• _Requirement_: Everything from the line holding "Target: nose" to the end of the listing below should be copied exactly, line for line, minus the pictures.

• _Input material_:

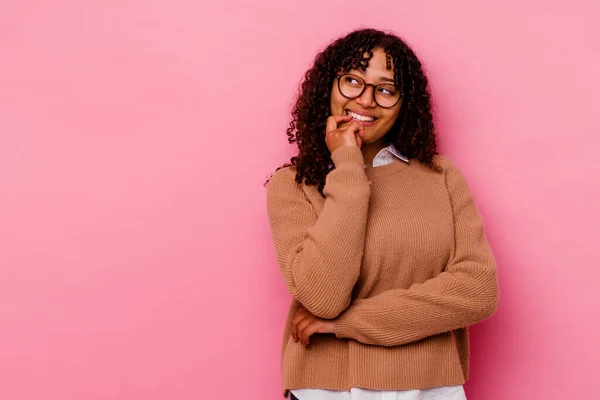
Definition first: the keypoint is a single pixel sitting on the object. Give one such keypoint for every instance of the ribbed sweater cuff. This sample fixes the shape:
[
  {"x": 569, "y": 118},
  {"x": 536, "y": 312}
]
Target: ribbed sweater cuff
[
  {"x": 342, "y": 328},
  {"x": 347, "y": 154}
]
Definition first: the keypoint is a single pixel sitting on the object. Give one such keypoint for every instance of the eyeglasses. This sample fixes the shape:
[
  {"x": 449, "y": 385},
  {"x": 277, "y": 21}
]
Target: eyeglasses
[{"x": 351, "y": 86}]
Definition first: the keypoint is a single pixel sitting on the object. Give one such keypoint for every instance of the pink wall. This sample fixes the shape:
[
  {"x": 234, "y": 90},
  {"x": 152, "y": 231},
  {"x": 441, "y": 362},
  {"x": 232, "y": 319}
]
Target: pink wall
[{"x": 136, "y": 260}]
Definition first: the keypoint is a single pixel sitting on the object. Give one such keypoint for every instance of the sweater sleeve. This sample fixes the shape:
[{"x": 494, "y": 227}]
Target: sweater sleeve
[
  {"x": 464, "y": 293},
  {"x": 320, "y": 255}
]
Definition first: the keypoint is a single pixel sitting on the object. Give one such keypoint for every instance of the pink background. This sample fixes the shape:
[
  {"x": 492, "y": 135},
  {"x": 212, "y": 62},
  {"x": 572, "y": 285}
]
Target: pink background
[{"x": 136, "y": 260}]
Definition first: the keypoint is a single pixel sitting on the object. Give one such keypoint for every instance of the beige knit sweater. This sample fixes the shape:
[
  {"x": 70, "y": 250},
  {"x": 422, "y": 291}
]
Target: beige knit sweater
[{"x": 397, "y": 255}]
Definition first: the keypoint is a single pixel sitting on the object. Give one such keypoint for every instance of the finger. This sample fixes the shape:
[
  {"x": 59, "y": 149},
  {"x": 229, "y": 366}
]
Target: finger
[
  {"x": 358, "y": 141},
  {"x": 298, "y": 315},
  {"x": 334, "y": 120},
  {"x": 355, "y": 128},
  {"x": 301, "y": 326}
]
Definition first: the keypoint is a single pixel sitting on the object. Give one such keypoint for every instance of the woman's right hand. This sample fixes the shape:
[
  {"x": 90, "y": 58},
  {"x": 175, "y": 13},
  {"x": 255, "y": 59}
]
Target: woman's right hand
[{"x": 346, "y": 134}]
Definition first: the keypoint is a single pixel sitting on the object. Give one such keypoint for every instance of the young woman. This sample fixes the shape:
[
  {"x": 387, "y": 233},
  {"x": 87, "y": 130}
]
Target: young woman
[{"x": 377, "y": 235}]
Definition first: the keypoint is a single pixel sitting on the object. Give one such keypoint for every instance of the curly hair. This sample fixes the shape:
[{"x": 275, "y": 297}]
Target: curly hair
[{"x": 412, "y": 133}]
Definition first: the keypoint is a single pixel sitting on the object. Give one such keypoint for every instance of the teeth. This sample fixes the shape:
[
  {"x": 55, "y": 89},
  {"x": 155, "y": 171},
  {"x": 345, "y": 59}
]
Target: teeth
[{"x": 360, "y": 117}]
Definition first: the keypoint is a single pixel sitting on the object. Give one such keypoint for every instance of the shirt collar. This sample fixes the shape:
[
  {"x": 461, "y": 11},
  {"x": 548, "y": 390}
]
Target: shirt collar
[{"x": 392, "y": 149}]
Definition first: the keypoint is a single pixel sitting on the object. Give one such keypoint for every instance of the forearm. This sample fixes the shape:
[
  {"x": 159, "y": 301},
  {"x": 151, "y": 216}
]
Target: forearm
[
  {"x": 447, "y": 302},
  {"x": 320, "y": 256}
]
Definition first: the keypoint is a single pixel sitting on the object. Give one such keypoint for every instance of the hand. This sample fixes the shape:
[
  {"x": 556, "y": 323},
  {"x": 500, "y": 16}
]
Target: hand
[
  {"x": 346, "y": 134},
  {"x": 305, "y": 324}
]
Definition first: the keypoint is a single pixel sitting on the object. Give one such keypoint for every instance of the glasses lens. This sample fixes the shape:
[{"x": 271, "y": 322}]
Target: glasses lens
[
  {"x": 387, "y": 95},
  {"x": 351, "y": 86}
]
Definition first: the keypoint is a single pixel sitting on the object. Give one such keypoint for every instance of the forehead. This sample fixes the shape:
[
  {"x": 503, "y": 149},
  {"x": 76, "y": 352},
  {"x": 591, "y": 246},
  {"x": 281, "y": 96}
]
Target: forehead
[{"x": 380, "y": 66}]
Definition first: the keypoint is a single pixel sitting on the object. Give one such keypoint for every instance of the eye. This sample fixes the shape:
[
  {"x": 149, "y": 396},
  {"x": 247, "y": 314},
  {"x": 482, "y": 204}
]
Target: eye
[
  {"x": 387, "y": 90},
  {"x": 352, "y": 81}
]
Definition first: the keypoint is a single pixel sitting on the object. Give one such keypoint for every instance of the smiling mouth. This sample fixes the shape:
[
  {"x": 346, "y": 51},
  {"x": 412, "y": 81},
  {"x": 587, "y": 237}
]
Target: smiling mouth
[{"x": 359, "y": 117}]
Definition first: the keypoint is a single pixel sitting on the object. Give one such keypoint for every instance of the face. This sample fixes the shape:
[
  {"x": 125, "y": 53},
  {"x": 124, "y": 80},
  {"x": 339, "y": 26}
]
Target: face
[{"x": 376, "y": 120}]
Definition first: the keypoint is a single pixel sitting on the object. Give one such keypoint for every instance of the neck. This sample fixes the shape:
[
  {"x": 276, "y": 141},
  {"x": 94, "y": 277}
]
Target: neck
[{"x": 370, "y": 150}]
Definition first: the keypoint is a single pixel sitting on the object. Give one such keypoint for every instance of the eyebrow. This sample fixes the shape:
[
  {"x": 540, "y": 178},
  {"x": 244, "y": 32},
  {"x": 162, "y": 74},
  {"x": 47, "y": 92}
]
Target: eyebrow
[{"x": 381, "y": 78}]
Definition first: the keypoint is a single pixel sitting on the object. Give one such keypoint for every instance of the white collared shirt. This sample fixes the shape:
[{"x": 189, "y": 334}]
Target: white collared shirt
[{"x": 384, "y": 157}]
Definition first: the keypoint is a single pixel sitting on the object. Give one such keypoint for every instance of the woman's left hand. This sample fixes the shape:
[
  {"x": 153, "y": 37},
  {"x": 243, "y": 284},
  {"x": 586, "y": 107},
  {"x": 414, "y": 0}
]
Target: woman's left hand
[{"x": 305, "y": 324}]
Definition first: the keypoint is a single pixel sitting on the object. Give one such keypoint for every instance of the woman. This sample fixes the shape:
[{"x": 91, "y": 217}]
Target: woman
[{"x": 377, "y": 235}]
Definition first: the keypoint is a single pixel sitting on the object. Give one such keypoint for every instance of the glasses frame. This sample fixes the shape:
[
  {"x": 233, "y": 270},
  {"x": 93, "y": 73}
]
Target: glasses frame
[{"x": 339, "y": 78}]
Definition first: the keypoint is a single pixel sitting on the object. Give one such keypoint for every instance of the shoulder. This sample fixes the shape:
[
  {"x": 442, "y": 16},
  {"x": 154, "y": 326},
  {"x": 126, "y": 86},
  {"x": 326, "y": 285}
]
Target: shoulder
[{"x": 444, "y": 162}]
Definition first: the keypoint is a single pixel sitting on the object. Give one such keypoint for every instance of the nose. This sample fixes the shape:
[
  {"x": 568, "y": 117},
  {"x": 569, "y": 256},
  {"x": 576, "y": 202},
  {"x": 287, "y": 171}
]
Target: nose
[{"x": 367, "y": 98}]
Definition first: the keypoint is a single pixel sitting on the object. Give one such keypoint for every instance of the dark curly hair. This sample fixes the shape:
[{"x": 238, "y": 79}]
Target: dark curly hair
[{"x": 413, "y": 132}]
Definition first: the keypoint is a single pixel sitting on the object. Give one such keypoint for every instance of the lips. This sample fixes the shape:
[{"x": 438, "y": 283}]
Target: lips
[{"x": 361, "y": 116}]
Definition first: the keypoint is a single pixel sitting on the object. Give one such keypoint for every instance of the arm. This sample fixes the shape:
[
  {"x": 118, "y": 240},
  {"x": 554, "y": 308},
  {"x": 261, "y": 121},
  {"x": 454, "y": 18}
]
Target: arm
[
  {"x": 465, "y": 293},
  {"x": 320, "y": 255}
]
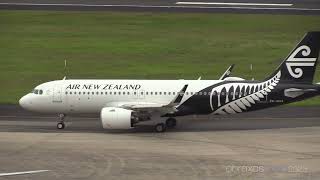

• _Task output_:
Target: nose
[{"x": 367, "y": 98}]
Definition first: the keypoint is a single pixel sitting on the object. Give one such keypoint for every instance of the dark curly hair. This sample fixes the shape:
[{"x": 238, "y": 79}]
Target: dark curly hair
[{"x": 413, "y": 132}]
Definition first: the keypoint is a single pixel sitting on the object. Give one such keypoint for every instance of the lips. This sample fixes the shape:
[{"x": 438, "y": 283}]
Target: lips
[{"x": 361, "y": 116}]
Definition first: the keypoint is a single pixel sitting on the object. Give one such keypoint for every instance of the arm. This sample fixes the shape:
[
  {"x": 118, "y": 240},
  {"x": 554, "y": 308},
  {"x": 261, "y": 121},
  {"x": 454, "y": 18}
]
Target: arm
[
  {"x": 465, "y": 293},
  {"x": 320, "y": 255}
]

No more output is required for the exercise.